Data items:

● ● ● ● ● ● ●

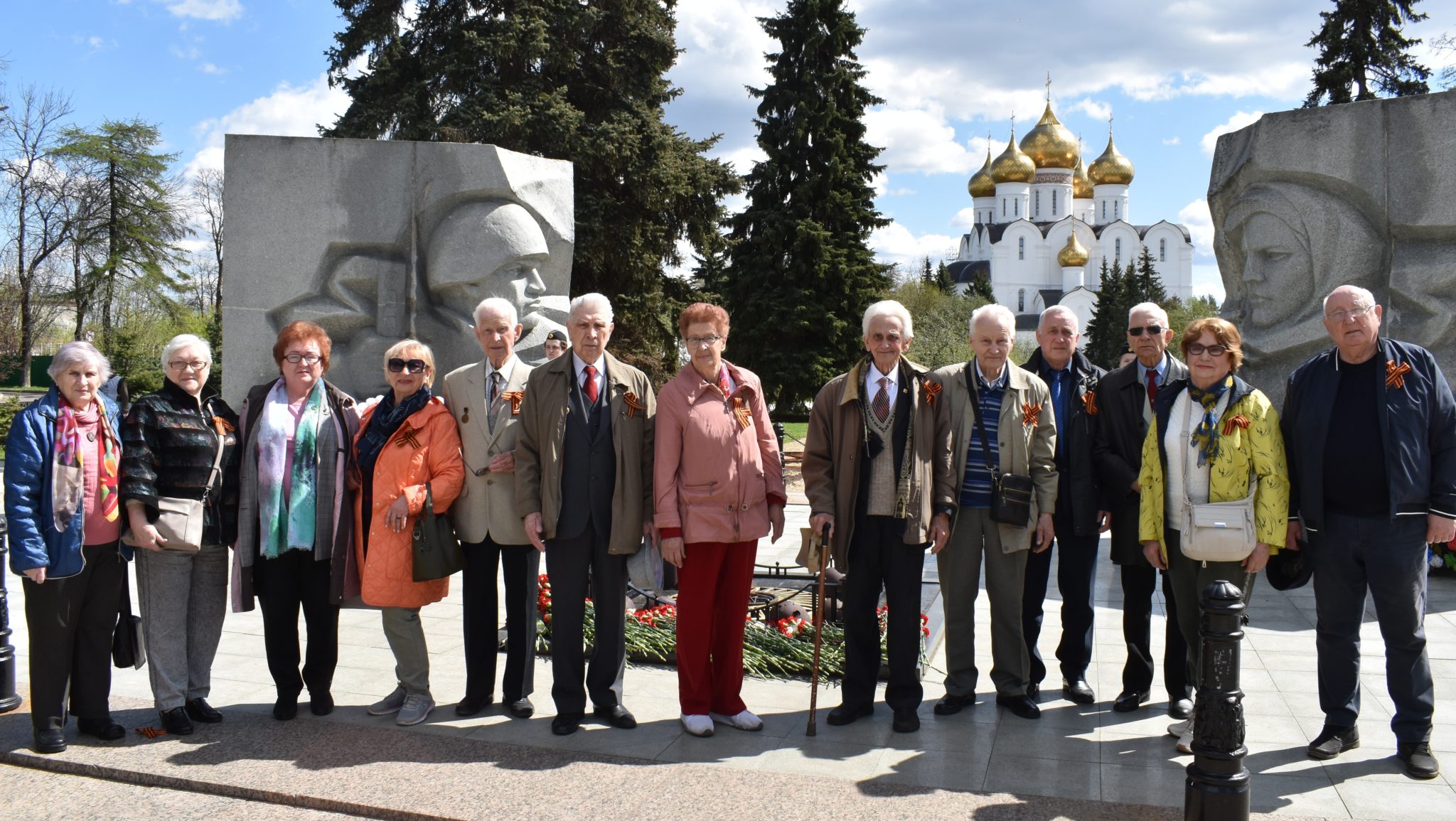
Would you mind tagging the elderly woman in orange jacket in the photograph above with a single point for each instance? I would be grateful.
(719, 488)
(407, 444)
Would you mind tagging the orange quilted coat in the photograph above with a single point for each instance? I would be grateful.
(386, 579)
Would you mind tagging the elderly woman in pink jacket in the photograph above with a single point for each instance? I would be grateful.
(719, 488)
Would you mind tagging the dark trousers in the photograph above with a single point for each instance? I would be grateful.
(1076, 572)
(568, 565)
(72, 622)
(878, 558)
(1353, 555)
(284, 586)
(1139, 586)
(522, 565)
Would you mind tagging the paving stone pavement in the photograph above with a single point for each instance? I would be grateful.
(1075, 762)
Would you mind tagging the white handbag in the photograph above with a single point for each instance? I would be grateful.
(1215, 532)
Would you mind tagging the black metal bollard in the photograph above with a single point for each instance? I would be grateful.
(1218, 786)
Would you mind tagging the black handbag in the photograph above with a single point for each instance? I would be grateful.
(437, 551)
(1011, 494)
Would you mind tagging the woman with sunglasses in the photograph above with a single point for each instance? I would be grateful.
(171, 443)
(1210, 433)
(296, 515)
(407, 446)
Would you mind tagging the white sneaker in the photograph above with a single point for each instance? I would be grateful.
(742, 721)
(698, 724)
(415, 709)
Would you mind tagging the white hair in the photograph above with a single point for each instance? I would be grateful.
(186, 341)
(1001, 313)
(1363, 297)
(1072, 315)
(592, 301)
(498, 306)
(889, 308)
(1147, 308)
(79, 353)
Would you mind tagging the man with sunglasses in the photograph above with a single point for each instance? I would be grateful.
(584, 491)
(1125, 408)
(486, 401)
(1371, 434)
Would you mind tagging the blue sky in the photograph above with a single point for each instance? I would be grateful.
(1172, 73)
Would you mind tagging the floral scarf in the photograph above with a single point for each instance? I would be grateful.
(68, 468)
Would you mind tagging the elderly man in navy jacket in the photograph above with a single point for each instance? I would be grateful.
(1371, 433)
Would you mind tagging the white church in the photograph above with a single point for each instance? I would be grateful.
(1044, 225)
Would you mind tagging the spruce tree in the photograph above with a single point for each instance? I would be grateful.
(582, 82)
(801, 268)
(1363, 51)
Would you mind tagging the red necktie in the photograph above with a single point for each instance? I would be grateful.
(592, 385)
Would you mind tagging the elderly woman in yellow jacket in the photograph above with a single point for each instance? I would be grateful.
(1209, 436)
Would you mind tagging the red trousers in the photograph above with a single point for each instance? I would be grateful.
(712, 601)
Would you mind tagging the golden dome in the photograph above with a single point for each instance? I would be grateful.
(1081, 186)
(1074, 255)
(1050, 144)
(982, 183)
(1111, 168)
(1012, 165)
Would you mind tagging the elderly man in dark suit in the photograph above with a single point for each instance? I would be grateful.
(1125, 399)
(584, 493)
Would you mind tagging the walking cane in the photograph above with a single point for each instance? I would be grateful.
(819, 629)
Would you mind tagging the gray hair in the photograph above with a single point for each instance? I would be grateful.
(1072, 315)
(77, 351)
(889, 308)
(1001, 313)
(498, 306)
(592, 301)
(1149, 308)
(186, 341)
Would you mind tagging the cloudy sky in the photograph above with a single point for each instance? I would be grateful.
(1172, 75)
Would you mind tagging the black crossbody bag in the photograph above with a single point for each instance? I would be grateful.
(1011, 494)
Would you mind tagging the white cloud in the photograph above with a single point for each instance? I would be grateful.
(1239, 119)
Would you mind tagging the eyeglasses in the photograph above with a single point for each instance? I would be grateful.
(1196, 350)
(1349, 313)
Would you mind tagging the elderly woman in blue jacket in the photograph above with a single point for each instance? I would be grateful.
(62, 501)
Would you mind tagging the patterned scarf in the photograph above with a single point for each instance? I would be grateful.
(1206, 434)
(273, 437)
(68, 468)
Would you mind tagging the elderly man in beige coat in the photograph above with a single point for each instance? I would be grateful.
(486, 401)
(1022, 441)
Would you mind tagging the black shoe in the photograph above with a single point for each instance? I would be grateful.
(1418, 761)
(565, 724)
(321, 704)
(906, 721)
(1129, 701)
(616, 715)
(1078, 692)
(50, 741)
(1019, 705)
(286, 708)
(950, 705)
(105, 730)
(847, 714)
(176, 722)
(472, 705)
(198, 709)
(1332, 741)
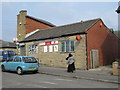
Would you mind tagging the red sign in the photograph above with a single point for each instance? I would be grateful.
(48, 43)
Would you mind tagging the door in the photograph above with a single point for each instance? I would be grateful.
(22, 51)
(94, 58)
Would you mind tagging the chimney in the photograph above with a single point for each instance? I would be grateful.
(23, 12)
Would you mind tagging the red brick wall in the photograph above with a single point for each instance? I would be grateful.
(102, 39)
(32, 25)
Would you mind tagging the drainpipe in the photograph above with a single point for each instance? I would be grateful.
(86, 53)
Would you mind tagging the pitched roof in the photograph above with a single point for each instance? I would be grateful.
(5, 44)
(118, 10)
(60, 31)
(40, 20)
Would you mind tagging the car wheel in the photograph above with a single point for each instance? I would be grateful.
(35, 71)
(19, 71)
(3, 68)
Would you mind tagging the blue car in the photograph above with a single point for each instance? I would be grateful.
(20, 64)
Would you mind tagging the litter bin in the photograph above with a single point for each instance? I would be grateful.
(116, 68)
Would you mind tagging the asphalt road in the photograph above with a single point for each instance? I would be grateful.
(29, 80)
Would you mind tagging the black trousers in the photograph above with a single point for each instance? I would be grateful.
(71, 67)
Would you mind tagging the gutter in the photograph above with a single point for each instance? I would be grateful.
(65, 35)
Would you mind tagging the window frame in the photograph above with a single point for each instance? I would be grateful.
(70, 50)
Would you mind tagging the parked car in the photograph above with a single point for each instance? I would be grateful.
(6, 54)
(20, 64)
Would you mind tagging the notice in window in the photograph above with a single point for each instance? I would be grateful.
(50, 48)
(45, 48)
(55, 48)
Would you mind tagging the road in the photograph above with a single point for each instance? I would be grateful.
(29, 80)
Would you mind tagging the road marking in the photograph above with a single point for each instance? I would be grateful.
(37, 86)
(63, 79)
(48, 82)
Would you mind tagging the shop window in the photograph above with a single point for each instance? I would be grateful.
(33, 49)
(67, 46)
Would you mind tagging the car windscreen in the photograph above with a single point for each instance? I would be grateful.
(29, 60)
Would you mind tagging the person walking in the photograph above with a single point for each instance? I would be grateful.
(71, 65)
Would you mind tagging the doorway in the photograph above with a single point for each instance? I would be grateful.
(94, 58)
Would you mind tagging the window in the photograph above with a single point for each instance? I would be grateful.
(67, 46)
(17, 59)
(33, 49)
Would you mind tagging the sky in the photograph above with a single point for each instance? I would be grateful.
(58, 13)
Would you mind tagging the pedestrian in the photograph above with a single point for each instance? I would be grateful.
(71, 65)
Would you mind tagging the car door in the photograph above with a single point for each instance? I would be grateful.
(7, 64)
(16, 62)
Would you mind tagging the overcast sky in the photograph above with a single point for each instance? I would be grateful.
(59, 13)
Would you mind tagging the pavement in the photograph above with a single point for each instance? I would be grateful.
(101, 74)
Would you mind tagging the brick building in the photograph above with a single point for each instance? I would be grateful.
(27, 25)
(4, 45)
(91, 43)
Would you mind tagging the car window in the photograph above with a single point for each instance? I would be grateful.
(17, 59)
(29, 60)
(10, 59)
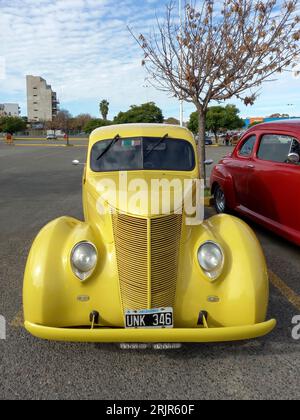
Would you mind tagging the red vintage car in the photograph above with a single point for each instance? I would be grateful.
(261, 178)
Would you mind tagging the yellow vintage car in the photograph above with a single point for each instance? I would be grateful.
(134, 272)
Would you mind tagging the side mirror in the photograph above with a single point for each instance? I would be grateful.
(293, 158)
(208, 162)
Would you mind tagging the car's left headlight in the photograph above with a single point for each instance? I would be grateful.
(84, 257)
(211, 259)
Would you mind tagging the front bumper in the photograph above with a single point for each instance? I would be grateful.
(176, 335)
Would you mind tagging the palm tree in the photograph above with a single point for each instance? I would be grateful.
(104, 108)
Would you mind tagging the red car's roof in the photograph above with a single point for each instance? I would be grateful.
(278, 125)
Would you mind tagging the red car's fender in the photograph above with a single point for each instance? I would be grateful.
(222, 177)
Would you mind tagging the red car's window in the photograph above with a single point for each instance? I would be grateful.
(247, 147)
(277, 147)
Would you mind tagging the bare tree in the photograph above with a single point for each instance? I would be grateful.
(220, 51)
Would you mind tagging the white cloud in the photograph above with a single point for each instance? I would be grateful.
(84, 50)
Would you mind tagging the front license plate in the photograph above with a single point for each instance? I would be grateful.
(149, 318)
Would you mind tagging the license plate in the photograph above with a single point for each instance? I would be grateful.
(149, 318)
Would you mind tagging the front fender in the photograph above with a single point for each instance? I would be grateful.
(240, 296)
(53, 295)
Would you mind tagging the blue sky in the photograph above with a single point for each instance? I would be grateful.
(84, 50)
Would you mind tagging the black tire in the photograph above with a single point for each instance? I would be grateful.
(220, 200)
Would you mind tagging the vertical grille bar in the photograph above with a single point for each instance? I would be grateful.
(147, 255)
(165, 244)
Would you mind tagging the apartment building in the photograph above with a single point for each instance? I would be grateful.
(42, 103)
(9, 110)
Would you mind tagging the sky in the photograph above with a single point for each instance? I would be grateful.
(85, 51)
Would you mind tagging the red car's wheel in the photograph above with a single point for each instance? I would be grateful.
(220, 200)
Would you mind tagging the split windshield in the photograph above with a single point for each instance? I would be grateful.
(147, 153)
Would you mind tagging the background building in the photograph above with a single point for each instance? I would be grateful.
(9, 110)
(42, 102)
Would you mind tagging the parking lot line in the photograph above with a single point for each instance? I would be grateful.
(285, 290)
(49, 145)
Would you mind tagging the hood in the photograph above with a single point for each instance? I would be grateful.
(142, 194)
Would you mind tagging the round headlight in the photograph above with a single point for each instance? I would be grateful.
(211, 259)
(84, 258)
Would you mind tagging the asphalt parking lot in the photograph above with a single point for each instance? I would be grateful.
(38, 184)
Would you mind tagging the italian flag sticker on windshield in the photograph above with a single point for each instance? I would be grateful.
(131, 143)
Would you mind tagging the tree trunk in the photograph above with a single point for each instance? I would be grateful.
(201, 144)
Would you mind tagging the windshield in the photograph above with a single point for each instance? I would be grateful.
(147, 153)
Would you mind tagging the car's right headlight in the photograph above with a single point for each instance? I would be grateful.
(84, 257)
(211, 259)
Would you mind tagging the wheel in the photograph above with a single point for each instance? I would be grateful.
(220, 200)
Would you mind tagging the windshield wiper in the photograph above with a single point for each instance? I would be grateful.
(111, 144)
(157, 144)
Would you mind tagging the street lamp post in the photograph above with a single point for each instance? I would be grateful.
(181, 101)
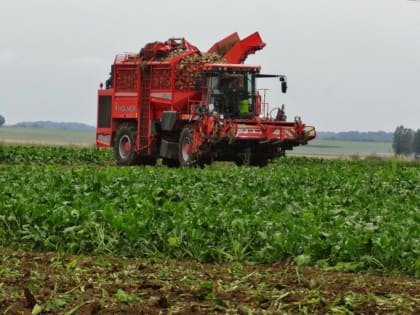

● ● ● ● ● ● ●

- _WHAT YOU ARE ASKED TO DO_:
Copy the rows starting at the one that contains "Would you mind tagging the split" and ending at the last row, requests included, and add 9 to every coordinate in the answer points. Omit the pictures from your answer.

- _ANSWER IN FULL_:
Would you mind tagging the split windshield in the photograph above with a single point for each instance? I would be grateful.
(156, 162)
Would you mind tagging the background building in the photograph above with a single point for each instance? I would be grateful.
(18, 119)
(51, 111)
Would you mind tagging the parking lot line in the photograph above with a single point for each instance? I would be grateful.
(294, 299)
(58, 154)
Would you mind tagging the hood in the photograph above with a single point for each instance? I would be grateful.
(151, 203)
Would you mind tagging the round headlight in the photograph above with a single point for each instance? I would be grateful.
(220, 268)
(93, 267)
Would you mind tagging the asphalt parking lot in the photograph above with a single point for each instance? I would be grateful.
(47, 193)
Would you mind tagging the italian flag sticker on windshield in the photograph above with a single point for each instance? I would be grateful.
(140, 152)
Would you mind tagging the tree trunk in the photograph above with a single point for each instance? I would be grateful.
(210, 153)
Would you mind tagging the windshield in the photograph above with a single point for each instance? I would be grateful.
(156, 162)
Would you mind tagging the car's right headlight in the photograph above with a single point for each instance? I would be grateful.
(93, 266)
(220, 268)
Would you mind tagging the wheel in the photograph above with a single point for each instance? I would be grateful.
(229, 209)
Would you mind tagging the windshield wiper in the photograph above with a single point for each instance? I would be grateful.
(120, 153)
(166, 153)
Would you mind tagging the street lamp post in the photograph above with a single point for each instance? I would be grateful.
(190, 110)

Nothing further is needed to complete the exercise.